What the task asks
In the essay on constitutional crisis and natural law below, who argued that the written Constitution is made real by an unwritten constitution of customs, beliefs, and practices?

Excerpt to read
CONSTITUTIONAL CRISIS AND AMERICA'S LOST NATURAL LAW MIND.

AuthorFrohnen, Bruce P.

Why are Catholic hospitals now liable to suit by "transgender men" on whom they refuse, for religious reasons, to perform hysterectomies? (1) In part, no doubt, because courts misunderstand the nature and purpose of the Religion Clause in our First Amendment and, more generally, our Constitution and rule of law. More fundamentally, however, the current attack on religion in America stems from the loss of understanding of the nature of our constitutional order and its grounding in natural law. Our current legal crisis, often presented by lawyers as a matter of interpretation, (2) is rooted in metaphysical confusion and so cannot be resolved through interpretive reforms alone. As John Courtney Murray, S.J., pointed out in the middle of the last century, American constitutionalism is inextricably bound up with natural law understandings of the person and the social order. (3) These understandings, long maintained through a fruitful relationship between religious and secular authority, especially in the educational sphere, have been massively undermined by judicial rulings. (4) Committed to promoting an ideology of individual autonomy supported and enforced by centralized political power, judges have enforced a policy of strict separation between "church and state" that, over time, has effectively changed general understandings of the nature of the person and society. Far advanced, the deconstruction of traditional American presuppositions has made it increasingly difficult for either judges or laymen to recognize, let alone act in accordance with, the reality on which American constitutionalism relies. As Orestes Brownson argued, the written Constitution is made real by an unwritten constitution of customs, beliefs, and practices, in essence the culture of the people as they live out their understanding of the person and the requirements for a good life. (5) Americans have lost the common culture of our constitutional order, leaving our ability to make sense of the Constitution's (and other laws') primary goals and presuppositions, highly if not fatally, limited.

  1. FALSE HOPE

    For decades now, "textualists" and "originalists" have claimed that their interpretive methods must form the core of any attempt to save the Constitution from incoherence and the American republic from a breakdown of the rule of law. (6) Often identified with political conservatism, textualists and originalists (7) seek to further democratic accountability and the rule of law by reviving adherence to the Constitution's text-based limitations on the power of actors within branches of government as well as federal powers and individual rights in the making of legal rules. (8) To accomplish such goals, the argument goes, the bench must be repopulated by judges who will enforce the law and the Constitution as written, rather than impose their own political views. (9) This may be seen as an attempt to displace the currently dominant theory of a "living constitution" and a "purposivist" mode of interpretation that involves judges' divining the abstract purposes of laws and constitutional provisions, then deciding for themselves how the law should be formulated to serve those ends. (10)

Supplied information
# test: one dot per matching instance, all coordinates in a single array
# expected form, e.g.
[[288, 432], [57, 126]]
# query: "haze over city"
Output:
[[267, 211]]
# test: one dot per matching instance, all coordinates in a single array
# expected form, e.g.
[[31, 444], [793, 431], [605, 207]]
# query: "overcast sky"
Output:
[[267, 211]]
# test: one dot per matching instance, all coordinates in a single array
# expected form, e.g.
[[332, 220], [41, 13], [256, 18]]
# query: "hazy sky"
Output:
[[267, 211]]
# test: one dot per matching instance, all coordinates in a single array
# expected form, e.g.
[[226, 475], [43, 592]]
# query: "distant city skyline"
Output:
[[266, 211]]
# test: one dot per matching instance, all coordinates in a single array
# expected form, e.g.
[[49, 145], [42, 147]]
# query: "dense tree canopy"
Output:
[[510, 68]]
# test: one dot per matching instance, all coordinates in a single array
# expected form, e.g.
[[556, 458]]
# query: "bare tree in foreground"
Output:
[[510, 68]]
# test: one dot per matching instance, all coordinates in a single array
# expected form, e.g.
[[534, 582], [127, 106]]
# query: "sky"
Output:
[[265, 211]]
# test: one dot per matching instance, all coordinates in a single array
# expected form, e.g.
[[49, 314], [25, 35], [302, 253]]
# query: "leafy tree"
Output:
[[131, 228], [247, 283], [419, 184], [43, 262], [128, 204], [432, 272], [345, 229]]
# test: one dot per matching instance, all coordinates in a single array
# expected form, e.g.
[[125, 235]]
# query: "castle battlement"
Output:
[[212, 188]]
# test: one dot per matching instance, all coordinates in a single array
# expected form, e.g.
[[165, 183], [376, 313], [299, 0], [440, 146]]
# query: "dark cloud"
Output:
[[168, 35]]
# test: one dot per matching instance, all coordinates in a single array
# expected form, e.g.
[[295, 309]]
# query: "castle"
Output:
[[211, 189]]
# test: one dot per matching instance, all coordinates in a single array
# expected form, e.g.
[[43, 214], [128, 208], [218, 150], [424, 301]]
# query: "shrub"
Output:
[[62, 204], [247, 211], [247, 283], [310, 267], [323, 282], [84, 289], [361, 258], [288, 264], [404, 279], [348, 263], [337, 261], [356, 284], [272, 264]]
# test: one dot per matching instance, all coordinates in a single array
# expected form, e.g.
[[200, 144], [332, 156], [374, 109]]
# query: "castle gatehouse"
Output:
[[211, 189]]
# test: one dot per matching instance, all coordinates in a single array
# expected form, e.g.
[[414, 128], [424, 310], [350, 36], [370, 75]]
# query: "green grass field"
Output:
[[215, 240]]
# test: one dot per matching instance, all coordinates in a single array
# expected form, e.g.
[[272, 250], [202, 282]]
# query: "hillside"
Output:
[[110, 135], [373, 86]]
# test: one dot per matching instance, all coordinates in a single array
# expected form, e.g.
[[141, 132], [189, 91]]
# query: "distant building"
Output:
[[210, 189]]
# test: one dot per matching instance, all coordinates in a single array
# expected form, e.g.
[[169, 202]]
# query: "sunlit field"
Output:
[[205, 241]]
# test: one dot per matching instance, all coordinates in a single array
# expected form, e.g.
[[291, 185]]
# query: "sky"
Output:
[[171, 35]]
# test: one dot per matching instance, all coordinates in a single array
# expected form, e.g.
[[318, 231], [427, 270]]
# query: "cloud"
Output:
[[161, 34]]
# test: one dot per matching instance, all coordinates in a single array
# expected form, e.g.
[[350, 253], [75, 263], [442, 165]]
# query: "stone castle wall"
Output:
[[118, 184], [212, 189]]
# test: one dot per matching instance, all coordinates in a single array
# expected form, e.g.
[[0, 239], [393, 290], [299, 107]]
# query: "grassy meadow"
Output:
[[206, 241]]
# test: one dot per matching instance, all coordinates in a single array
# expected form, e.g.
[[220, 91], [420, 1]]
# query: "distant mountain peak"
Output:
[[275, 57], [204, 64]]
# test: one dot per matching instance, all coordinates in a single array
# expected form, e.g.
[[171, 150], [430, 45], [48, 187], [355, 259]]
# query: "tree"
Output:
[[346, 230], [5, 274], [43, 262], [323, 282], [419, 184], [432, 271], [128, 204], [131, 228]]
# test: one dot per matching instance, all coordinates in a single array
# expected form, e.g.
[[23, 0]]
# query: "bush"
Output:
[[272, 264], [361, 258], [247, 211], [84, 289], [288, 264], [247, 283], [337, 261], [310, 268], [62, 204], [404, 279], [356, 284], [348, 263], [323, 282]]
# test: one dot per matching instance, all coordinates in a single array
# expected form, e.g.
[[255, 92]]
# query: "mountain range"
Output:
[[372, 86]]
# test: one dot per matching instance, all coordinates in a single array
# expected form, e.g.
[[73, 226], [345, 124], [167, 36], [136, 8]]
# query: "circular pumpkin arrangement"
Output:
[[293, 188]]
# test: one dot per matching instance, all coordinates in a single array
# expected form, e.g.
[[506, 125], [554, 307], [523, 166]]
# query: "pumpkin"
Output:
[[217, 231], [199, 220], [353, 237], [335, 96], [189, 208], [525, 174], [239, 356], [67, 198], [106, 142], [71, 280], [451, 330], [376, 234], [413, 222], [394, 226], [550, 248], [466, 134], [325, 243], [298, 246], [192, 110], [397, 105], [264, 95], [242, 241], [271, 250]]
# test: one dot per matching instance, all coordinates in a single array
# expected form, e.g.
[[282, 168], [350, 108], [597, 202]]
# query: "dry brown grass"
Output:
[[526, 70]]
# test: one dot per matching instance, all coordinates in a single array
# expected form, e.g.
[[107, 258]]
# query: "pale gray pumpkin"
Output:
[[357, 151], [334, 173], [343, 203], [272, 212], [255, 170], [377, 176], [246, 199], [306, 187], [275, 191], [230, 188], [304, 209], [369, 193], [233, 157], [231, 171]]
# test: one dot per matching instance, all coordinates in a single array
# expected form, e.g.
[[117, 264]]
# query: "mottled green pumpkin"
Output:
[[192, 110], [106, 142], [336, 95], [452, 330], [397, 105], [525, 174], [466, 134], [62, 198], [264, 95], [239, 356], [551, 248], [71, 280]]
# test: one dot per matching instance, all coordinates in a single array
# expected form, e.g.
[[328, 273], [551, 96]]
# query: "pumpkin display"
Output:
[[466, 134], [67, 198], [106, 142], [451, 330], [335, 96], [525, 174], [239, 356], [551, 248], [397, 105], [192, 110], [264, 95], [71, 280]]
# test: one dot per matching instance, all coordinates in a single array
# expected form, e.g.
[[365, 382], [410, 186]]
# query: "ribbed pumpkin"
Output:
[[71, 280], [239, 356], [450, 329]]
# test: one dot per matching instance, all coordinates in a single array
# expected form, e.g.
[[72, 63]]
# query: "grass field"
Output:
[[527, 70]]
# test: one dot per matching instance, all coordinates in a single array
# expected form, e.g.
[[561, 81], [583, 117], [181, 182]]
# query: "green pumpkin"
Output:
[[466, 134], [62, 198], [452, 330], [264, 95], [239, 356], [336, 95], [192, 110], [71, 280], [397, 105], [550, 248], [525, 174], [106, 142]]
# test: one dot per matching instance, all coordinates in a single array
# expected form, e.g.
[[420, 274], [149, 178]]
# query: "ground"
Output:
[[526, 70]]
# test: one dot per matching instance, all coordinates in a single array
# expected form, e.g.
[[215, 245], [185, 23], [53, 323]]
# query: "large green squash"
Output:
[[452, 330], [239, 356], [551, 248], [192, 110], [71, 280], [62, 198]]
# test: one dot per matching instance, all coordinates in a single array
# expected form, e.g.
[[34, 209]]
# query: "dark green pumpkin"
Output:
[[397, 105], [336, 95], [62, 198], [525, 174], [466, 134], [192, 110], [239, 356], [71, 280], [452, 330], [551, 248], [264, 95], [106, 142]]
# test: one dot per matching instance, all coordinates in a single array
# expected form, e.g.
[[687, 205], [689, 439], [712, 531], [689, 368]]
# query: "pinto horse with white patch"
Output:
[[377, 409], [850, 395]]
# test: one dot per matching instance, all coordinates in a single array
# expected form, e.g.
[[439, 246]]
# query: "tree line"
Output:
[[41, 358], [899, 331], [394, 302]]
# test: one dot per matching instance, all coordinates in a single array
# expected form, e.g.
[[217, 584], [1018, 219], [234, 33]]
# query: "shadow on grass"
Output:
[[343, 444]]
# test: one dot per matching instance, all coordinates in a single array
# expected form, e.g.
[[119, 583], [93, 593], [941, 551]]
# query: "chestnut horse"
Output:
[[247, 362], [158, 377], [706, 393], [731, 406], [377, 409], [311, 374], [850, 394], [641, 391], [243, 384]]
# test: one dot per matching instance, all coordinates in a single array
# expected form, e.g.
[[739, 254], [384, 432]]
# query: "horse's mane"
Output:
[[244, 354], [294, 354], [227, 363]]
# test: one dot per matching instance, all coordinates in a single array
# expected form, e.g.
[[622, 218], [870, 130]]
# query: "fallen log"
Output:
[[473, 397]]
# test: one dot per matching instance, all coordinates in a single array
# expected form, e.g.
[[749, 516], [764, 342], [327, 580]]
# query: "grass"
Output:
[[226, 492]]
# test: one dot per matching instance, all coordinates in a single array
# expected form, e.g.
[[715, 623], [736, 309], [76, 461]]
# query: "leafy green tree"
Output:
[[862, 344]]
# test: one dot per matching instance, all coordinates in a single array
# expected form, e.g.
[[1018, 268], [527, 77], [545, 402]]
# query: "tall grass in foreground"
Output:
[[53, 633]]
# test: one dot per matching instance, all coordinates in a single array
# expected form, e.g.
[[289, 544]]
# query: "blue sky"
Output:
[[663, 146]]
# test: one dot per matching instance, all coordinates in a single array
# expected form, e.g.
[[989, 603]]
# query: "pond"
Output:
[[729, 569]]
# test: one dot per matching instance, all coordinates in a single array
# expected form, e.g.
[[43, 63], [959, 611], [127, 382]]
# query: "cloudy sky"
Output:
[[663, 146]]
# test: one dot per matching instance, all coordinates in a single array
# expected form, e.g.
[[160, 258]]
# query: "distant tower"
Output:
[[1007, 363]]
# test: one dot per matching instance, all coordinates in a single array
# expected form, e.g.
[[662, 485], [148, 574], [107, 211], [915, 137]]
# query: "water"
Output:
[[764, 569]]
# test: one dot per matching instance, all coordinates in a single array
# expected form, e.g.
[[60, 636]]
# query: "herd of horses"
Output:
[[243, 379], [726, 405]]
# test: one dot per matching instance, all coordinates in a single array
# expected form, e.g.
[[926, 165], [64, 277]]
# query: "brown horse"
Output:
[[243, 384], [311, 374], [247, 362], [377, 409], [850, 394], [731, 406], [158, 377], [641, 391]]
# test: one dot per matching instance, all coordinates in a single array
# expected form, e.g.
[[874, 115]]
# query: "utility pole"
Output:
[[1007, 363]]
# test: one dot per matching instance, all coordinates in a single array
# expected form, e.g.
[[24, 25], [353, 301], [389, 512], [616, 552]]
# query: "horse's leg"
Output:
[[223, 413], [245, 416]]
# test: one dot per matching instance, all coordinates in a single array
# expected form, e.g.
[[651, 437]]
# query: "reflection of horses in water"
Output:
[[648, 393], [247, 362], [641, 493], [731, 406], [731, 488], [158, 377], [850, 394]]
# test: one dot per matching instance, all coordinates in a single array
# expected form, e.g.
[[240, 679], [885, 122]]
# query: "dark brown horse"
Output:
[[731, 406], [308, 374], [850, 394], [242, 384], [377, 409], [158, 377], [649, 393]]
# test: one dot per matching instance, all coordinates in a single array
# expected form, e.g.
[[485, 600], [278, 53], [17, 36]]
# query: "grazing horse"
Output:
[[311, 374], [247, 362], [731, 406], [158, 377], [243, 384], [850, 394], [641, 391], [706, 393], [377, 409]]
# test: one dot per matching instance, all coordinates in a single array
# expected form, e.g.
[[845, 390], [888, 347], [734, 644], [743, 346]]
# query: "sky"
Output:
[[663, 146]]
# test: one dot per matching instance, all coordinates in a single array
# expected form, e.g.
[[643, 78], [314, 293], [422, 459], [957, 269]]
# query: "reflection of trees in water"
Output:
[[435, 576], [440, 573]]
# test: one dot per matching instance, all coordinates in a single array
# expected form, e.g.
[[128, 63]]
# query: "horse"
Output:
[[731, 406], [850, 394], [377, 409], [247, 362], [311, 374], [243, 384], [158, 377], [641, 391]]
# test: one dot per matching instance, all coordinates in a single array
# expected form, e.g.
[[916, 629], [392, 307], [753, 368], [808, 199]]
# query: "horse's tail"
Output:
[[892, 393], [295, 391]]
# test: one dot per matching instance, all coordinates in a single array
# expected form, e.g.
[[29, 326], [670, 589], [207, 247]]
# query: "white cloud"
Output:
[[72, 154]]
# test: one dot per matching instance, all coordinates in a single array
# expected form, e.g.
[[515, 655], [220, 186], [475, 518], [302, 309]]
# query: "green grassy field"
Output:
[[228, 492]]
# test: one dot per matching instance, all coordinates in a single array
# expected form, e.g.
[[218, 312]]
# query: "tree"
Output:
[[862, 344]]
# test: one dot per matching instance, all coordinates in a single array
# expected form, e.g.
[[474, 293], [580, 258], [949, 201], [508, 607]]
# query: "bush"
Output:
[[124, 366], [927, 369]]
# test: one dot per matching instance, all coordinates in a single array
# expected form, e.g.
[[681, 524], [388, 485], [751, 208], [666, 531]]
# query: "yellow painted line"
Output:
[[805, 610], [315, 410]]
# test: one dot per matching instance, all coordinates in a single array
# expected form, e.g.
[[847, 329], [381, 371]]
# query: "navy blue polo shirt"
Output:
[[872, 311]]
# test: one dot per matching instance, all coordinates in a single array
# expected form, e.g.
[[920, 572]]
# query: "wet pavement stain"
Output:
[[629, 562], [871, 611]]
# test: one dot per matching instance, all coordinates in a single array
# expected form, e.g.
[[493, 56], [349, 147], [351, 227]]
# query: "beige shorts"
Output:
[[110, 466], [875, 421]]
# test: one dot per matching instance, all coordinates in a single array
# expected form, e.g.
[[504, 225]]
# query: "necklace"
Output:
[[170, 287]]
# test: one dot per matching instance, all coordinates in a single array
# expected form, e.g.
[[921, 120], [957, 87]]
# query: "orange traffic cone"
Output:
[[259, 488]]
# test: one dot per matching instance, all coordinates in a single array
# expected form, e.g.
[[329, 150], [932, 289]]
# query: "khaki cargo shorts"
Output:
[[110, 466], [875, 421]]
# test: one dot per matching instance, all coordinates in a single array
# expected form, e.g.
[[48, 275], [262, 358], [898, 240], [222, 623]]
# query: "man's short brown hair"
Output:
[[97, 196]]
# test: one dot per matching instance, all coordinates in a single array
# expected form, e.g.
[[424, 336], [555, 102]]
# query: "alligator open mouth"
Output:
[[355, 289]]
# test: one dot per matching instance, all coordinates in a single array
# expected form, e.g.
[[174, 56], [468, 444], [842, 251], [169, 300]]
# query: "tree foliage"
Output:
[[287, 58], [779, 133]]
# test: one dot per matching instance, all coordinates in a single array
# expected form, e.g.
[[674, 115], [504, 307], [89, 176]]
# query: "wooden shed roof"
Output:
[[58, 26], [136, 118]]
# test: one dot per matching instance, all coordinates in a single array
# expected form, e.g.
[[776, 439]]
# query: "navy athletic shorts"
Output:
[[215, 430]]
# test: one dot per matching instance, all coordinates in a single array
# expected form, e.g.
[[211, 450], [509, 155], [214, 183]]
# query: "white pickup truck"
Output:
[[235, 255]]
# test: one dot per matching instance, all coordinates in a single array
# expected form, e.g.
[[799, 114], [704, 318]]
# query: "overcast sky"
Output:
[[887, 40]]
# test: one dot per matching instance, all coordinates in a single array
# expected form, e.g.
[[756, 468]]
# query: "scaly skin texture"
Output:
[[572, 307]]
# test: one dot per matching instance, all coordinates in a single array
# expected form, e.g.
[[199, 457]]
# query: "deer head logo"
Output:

Expected answer
Orestes Brownson